PROBLEM STATEMENT: Count the lines in the items below that contain the word "placed" and give only that number. Case counts.
━━━━━━━━━━━━━━━━
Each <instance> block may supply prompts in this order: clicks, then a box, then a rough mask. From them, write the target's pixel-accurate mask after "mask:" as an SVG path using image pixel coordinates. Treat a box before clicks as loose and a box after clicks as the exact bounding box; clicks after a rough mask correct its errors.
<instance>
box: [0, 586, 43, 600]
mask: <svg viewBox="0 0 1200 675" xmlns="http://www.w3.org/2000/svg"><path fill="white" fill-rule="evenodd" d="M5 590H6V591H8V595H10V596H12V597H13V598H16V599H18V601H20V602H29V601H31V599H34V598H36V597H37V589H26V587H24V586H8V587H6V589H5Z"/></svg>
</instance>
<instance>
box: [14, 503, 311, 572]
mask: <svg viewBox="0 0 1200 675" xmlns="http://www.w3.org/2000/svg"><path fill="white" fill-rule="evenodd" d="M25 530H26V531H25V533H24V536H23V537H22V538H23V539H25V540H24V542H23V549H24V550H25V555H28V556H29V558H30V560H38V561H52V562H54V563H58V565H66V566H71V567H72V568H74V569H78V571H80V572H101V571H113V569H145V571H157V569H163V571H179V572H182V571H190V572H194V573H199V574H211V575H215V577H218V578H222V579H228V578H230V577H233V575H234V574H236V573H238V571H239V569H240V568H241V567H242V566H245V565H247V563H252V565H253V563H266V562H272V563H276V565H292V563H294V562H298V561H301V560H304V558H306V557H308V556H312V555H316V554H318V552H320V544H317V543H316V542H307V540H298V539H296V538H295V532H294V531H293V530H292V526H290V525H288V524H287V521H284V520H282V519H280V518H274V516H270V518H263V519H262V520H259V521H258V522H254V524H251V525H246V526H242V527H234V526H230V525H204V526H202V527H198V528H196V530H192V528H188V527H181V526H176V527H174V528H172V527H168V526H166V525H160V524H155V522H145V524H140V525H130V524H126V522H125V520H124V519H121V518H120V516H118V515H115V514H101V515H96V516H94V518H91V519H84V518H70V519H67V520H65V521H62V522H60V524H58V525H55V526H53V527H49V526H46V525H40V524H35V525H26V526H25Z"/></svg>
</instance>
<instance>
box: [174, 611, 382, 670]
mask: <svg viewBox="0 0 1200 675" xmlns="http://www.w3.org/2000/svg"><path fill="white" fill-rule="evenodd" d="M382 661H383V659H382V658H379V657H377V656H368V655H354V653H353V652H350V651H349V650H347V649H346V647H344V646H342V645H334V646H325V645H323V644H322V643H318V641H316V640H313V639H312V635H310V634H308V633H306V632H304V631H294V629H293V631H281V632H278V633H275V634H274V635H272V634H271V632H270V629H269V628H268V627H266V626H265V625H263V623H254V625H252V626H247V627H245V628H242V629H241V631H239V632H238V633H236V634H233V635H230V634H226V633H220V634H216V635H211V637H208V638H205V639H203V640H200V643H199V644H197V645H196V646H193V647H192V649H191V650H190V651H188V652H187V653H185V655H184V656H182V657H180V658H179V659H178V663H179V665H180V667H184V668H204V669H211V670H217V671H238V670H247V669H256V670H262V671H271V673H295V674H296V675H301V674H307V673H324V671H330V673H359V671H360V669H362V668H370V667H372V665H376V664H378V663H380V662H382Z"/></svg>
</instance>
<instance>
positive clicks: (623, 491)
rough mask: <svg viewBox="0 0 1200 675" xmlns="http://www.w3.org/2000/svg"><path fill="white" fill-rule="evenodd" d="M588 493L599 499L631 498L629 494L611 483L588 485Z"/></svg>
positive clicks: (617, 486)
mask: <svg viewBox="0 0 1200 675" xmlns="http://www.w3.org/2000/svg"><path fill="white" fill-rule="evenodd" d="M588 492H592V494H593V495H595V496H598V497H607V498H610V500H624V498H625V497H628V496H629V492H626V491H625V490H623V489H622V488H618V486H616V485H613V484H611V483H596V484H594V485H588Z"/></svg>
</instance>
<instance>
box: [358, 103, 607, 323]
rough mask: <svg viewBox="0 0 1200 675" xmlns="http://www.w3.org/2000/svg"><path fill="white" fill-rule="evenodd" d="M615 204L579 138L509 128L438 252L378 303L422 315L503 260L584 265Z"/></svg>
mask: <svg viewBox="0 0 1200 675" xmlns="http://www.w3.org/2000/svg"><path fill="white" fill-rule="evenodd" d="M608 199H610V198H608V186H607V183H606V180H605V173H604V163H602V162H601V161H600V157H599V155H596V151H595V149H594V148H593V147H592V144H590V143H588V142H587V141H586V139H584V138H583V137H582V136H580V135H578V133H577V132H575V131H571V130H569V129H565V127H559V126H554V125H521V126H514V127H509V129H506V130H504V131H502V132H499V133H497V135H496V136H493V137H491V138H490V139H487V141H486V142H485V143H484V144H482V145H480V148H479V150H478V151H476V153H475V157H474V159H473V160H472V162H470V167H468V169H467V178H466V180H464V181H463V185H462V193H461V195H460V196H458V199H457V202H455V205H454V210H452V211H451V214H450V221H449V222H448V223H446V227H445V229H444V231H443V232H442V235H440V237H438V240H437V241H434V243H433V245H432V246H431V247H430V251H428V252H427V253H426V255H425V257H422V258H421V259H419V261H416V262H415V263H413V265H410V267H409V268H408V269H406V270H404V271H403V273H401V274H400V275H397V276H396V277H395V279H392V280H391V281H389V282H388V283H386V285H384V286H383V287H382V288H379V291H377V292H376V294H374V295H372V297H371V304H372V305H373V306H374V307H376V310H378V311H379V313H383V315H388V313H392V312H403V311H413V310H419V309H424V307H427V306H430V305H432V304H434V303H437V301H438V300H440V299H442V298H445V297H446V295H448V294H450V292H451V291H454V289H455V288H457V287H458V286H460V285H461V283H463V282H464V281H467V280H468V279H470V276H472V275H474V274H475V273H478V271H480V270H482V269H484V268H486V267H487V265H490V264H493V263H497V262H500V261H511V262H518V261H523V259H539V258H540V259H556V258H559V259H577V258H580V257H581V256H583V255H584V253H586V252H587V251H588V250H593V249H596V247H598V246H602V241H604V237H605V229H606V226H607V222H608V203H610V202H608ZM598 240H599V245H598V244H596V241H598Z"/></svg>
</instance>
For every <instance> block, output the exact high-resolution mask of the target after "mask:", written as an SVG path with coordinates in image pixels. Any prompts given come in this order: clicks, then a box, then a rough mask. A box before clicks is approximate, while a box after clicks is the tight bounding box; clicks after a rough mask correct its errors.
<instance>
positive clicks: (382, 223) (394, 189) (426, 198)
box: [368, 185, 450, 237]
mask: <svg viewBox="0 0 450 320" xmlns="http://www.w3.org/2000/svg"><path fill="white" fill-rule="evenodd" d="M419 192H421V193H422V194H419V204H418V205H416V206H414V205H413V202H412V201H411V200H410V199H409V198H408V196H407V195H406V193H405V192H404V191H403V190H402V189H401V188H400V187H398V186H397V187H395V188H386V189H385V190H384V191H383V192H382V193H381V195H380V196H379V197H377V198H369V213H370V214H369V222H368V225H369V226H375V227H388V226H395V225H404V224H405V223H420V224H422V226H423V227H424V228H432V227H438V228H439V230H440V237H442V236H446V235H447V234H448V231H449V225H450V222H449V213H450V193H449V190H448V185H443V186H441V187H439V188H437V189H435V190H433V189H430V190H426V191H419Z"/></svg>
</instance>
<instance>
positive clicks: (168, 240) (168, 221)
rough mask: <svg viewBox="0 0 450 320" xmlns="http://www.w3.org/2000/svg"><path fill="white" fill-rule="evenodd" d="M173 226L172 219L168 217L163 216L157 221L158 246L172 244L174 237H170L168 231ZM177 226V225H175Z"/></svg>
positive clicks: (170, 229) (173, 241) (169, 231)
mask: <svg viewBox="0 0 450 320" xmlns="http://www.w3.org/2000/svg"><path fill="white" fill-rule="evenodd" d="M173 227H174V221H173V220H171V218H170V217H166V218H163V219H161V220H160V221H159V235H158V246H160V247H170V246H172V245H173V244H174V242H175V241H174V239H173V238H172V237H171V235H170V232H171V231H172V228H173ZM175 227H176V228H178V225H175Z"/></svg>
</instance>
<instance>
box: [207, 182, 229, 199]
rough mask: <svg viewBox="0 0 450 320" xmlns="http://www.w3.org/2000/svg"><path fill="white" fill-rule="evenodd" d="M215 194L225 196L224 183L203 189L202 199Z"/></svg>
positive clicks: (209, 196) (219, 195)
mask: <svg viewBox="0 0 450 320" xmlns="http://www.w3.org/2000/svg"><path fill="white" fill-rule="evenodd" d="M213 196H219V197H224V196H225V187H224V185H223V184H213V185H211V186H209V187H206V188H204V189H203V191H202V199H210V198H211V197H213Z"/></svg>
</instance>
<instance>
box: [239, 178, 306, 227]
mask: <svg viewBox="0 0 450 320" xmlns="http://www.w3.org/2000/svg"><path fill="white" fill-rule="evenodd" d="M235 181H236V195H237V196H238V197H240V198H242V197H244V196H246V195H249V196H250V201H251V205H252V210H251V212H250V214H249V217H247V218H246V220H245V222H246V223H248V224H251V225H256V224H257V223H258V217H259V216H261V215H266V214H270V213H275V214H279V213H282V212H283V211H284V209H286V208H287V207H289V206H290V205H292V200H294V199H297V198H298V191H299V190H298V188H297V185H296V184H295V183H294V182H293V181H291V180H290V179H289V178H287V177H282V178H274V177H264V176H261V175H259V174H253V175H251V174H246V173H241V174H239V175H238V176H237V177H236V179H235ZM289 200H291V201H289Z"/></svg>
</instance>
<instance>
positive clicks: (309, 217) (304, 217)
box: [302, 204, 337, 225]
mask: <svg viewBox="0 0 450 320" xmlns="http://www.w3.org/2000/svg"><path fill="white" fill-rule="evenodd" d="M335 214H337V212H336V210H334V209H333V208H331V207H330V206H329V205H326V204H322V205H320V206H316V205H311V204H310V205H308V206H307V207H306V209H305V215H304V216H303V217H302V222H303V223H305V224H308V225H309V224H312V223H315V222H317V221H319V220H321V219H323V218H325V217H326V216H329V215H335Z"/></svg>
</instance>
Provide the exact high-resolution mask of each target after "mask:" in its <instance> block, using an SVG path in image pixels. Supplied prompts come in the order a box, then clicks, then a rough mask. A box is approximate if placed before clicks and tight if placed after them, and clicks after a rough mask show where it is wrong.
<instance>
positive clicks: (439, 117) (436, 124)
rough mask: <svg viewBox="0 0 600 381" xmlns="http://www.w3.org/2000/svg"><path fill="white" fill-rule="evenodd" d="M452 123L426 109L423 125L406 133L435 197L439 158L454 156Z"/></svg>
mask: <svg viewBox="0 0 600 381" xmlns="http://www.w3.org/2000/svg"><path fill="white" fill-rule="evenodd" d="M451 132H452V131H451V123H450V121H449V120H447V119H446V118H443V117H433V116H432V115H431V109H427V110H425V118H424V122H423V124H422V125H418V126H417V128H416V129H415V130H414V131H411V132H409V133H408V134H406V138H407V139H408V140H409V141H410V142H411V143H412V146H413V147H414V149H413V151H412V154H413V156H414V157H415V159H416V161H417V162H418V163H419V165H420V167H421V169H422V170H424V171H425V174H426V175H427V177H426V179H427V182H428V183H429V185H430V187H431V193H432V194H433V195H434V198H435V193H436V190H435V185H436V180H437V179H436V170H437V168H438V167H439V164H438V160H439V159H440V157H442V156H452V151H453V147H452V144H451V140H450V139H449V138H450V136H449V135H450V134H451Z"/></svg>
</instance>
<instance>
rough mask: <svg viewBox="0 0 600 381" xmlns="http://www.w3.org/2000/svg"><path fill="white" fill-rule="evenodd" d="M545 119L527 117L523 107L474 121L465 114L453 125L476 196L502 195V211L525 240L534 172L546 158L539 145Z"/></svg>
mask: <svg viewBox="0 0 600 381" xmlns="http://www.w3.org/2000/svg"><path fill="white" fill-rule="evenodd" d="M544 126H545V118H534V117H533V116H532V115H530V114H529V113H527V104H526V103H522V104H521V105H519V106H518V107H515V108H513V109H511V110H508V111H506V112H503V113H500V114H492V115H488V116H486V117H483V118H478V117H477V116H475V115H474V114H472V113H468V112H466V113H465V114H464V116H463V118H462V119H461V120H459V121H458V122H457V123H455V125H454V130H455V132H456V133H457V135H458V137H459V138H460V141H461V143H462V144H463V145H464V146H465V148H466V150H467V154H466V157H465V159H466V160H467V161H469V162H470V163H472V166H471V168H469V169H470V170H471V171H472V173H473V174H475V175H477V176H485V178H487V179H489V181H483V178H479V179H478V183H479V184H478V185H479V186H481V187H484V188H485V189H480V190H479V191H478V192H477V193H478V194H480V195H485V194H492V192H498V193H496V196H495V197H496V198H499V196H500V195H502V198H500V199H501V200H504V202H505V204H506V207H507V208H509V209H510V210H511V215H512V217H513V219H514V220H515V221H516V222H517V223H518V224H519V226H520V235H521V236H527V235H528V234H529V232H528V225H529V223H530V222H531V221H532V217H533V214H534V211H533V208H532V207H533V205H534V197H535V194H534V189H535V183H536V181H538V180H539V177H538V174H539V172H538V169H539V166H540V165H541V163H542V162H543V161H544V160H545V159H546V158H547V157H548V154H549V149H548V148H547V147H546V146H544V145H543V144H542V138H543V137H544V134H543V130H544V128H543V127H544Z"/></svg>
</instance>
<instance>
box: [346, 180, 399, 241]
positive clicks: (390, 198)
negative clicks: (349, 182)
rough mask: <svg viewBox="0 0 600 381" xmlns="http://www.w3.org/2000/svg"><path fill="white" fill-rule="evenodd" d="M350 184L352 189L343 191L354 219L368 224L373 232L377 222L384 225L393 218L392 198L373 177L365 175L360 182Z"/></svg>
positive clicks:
━━━━━━━━━━━━━━━━
RESPONSE: 1